Provided data:
---------------
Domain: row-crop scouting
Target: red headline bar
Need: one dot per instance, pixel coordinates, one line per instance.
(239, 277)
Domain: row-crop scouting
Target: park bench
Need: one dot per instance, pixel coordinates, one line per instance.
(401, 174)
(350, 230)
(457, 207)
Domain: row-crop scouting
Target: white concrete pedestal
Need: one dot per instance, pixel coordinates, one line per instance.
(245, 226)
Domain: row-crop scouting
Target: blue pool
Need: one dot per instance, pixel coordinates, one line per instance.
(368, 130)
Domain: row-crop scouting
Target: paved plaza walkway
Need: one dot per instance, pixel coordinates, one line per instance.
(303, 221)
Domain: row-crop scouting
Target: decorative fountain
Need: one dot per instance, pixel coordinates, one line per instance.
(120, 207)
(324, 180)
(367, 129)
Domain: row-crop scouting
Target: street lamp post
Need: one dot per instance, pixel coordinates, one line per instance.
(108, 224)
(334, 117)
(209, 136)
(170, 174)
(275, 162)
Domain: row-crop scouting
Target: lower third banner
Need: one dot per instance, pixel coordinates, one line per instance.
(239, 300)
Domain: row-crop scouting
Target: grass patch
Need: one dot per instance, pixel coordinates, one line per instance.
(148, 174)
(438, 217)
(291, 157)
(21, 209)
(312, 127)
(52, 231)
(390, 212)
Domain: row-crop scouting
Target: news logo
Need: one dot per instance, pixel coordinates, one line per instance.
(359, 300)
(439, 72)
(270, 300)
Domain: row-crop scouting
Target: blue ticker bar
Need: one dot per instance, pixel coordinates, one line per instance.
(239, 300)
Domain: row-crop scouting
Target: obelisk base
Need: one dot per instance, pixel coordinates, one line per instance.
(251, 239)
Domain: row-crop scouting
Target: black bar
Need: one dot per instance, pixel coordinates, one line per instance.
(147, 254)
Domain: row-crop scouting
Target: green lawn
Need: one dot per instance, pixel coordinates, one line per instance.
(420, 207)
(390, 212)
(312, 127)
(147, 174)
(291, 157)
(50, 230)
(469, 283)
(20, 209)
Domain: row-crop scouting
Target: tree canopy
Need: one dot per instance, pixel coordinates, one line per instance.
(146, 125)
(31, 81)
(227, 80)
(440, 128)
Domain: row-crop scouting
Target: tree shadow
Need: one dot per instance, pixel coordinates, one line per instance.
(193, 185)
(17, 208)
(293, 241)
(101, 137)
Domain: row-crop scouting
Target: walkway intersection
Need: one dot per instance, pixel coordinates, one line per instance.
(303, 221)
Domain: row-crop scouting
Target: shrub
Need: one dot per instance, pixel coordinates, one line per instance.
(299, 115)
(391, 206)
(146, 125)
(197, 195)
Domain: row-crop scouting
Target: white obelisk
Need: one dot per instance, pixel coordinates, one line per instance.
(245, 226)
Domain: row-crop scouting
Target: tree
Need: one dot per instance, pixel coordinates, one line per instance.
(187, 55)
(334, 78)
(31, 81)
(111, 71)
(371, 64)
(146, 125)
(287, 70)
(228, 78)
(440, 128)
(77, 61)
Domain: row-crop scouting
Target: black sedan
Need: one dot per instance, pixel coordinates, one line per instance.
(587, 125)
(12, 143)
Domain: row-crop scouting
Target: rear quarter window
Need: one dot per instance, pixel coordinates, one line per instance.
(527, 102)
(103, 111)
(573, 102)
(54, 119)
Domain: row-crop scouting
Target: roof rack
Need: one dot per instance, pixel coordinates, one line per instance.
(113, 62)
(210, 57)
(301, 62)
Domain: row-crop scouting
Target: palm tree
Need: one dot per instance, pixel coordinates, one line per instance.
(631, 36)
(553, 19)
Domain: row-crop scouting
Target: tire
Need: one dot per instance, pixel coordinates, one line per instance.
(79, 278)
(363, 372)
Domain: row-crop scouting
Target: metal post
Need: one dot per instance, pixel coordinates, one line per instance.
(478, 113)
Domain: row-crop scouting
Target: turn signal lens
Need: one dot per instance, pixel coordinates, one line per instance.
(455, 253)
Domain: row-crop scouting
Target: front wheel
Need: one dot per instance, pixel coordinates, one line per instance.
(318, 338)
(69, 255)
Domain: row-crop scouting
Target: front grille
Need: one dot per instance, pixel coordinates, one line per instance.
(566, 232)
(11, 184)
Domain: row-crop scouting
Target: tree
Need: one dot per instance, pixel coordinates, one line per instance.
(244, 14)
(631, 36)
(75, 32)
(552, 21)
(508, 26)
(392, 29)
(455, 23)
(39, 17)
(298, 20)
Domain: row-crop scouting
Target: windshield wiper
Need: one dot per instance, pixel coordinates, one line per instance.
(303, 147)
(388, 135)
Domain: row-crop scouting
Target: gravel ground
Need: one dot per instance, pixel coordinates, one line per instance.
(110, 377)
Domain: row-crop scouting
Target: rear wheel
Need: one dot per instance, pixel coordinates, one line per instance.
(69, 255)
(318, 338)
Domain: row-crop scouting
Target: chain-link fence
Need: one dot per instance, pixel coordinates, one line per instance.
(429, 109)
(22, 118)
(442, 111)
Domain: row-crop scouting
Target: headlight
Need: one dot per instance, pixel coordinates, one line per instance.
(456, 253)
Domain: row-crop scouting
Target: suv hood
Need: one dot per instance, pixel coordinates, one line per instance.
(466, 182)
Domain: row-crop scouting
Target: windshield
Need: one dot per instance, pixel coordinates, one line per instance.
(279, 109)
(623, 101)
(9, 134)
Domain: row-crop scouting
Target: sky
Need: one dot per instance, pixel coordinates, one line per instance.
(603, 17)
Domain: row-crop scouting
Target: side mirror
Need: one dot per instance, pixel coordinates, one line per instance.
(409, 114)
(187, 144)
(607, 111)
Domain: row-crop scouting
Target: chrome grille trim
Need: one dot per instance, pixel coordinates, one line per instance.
---------------
Repeat each entry word for word.

Domain: row-crop scouting
Target: red headline bar
Need: one dot per instance, pixel coordinates, one line per instance.
(239, 277)
Domain: row-crop scouting
Target: park bench
Need: one dot per instance, pixel coordinates, one line per instance.
(401, 174)
(350, 230)
(457, 207)
Domain: row-crop scouting
Target: white concrete pedestal
Need: one dot per instance, pixel coordinates, one line per instance.
(245, 226)
Domain: row-crop scouting
Target: blue pool
Need: one dot per instance, pixel coordinates, one line per instance.
(368, 130)
Domain: row-crop scouting
Target: paved plaza walkway
Need: one dot per instance, pixel coordinates, one line per instance.
(303, 221)
Domain: row-crop scouting
Target: decorative fountain
Need: one dot per instance, pixel coordinates, one line per instance.
(120, 207)
(324, 180)
(367, 129)
Domain: row-crop scouting
Target: street lamp post
Need: one dot per instance, pixel coordinates, one line per instance.
(108, 224)
(334, 117)
(209, 136)
(170, 174)
(275, 162)
Domain: row-crop scouting
Target: lower third banner
Need: one dot per instance, pixel coordinates, one line per instance.
(239, 300)
Domain: row-crop scouting
Target: grass patch
Need: one dot per instance, pixel coordinates, one line per instance.
(148, 174)
(438, 217)
(291, 157)
(21, 209)
(312, 127)
(52, 231)
(390, 212)
Domain: row-crop scouting
Target: news logo
Need: one dot per instance, pixel coordinates, one line per instance.
(359, 300)
(439, 72)
(270, 300)
Domain: row-crop scouting
Target: blue ticker bar
Need: one dot per instance, pixel coordinates, one line per instance.
(239, 300)
Domain: row-crop scouting
Target: obelisk base
Need: one dot per instance, pixel coordinates, one line per instance.
(251, 239)
Domain: row-crop scouting
Target: black bar
Need: one dot per instance, pixel coordinates, one line per instance.
(147, 254)
Domain: row-crop scouting
Target: green lawn
Need: one dot per instance, pixel coordinates, one line per instance.
(420, 207)
(390, 212)
(312, 127)
(147, 174)
(291, 157)
(50, 230)
(469, 283)
(20, 209)
Domain: row-crop scouting
Target: tree canopy
Need: one dot per instance, pixel coordinates, one line per instance.
(146, 125)
(31, 81)
(227, 80)
(440, 128)
Domain: row-crop scouting
Target: tree shadow
Need: one dot per instance, pixel coordinates, one line per instance.
(193, 185)
(17, 208)
(293, 241)
(101, 137)
Domain: row-crop scouting
Target: walkway intersection
Need: one dot per instance, pixel coordinates, one line per instance.
(303, 221)
Domain: row-crop scouting
Target: shrub
Need: one dot per instance, pixel coordinates, one line per instance.
(299, 115)
(391, 206)
(146, 125)
(197, 195)
Domain: row-crop scouting
Target: white obelisk
Need: one dot per instance, pixel coordinates, one line per instance.
(245, 226)
Domain: row-crop scouting
Target: tree
Need: one dot per instance, pixel coordinates, one line per instance.
(187, 55)
(334, 78)
(31, 81)
(111, 71)
(371, 64)
(146, 125)
(287, 70)
(228, 78)
(440, 128)
(77, 61)
Domain: row-crop scouting
Target: black sedan
Need: one dot per instance, pixel coordinates, one line per instance.
(587, 125)
(12, 143)
Domain: row-crop scouting
Target: rear quarter window
Need: one dot per instance, pixel coordinates, one line per instance.
(527, 102)
(103, 111)
(573, 102)
(54, 119)
Domain: row-crop scouting
Target: roof rack
Need: one dot per instance, pixel coordinates, one line per instance.
(113, 62)
(210, 57)
(301, 62)
Domain: row-crop scouting
Target: palm tree
Need: one dot per instance, pixel coordinates, one line per instance.
(631, 36)
(553, 19)
Domain: row-crop scouting
Target: tire
Need: one dot per instance, pixel coordinates, one line per instance.
(79, 278)
(363, 372)
Domain: row-crop scouting
Target: metal post
Need: one dot per instance, pixel coordinates, one line per instance.
(478, 113)
Domain: row-crop scouting
Target: turn signal lens
Need: one dot per instance, pixel coordinates, one line per instance.
(455, 253)
Domain: row-crop scouting
Target: front wheel
Need: one dot per instance, pixel coordinates, one line per instance.
(318, 338)
(69, 255)
Domain: row-crop scouting
Target: front grille
Need: one dot per instance, pixel coordinates, one line per instance.
(566, 232)
(11, 184)
Domain: row-crop scouting
Target: tree
Need: one dot per instance, pixel coordinates, one line per instance.
(244, 14)
(631, 36)
(75, 32)
(552, 21)
(508, 26)
(392, 29)
(455, 23)
(39, 17)
(298, 20)
Domain: row-crop scouting
Target: windshield wiper
Need: one dot per instance, pixel coordinates, one line per instance.
(303, 147)
(388, 135)
Domain: row-crop scouting
Target: gravel ground
Need: one dot per instance, pixel coordinates, one line per instance.
(110, 377)
Domain: row-crop scouting
Target: rear wheel
Need: one dot per instance, pixel coordinates, one line per instance.
(69, 255)
(318, 338)
Domain: row-crop scouting
Target: chain-link fence
Need: one dot per instance, pixel coordinates, one line per instance.
(429, 109)
(22, 118)
(442, 111)
Domain: row-crop scouting
Target: headlight
Need: one dot per instance, pixel coordinates, one line per instance.
(456, 253)
Domain: row-crop scouting
Target: suv hood
Need: one dot per instance, pixel coordinates, one line per instance.
(466, 182)
Domain: row-crop scouting
Target: windshield
Need: one dot per instance, pixel coordinates, one line per instance.
(279, 109)
(623, 101)
(9, 134)
Domain: row-crop scouting
Target: sky
Need: one dot per instance, pixel coordinates, one line per instance.
(603, 17)
Domain: row-crop scouting
Target: side mirror
Need: one dot per instance, pixel coordinates, one line per instance.
(409, 114)
(187, 144)
(607, 111)
Domain: row-crop scouting
Target: chrome grille trim
Need: one dot per instance, pixel coordinates, one line per instance.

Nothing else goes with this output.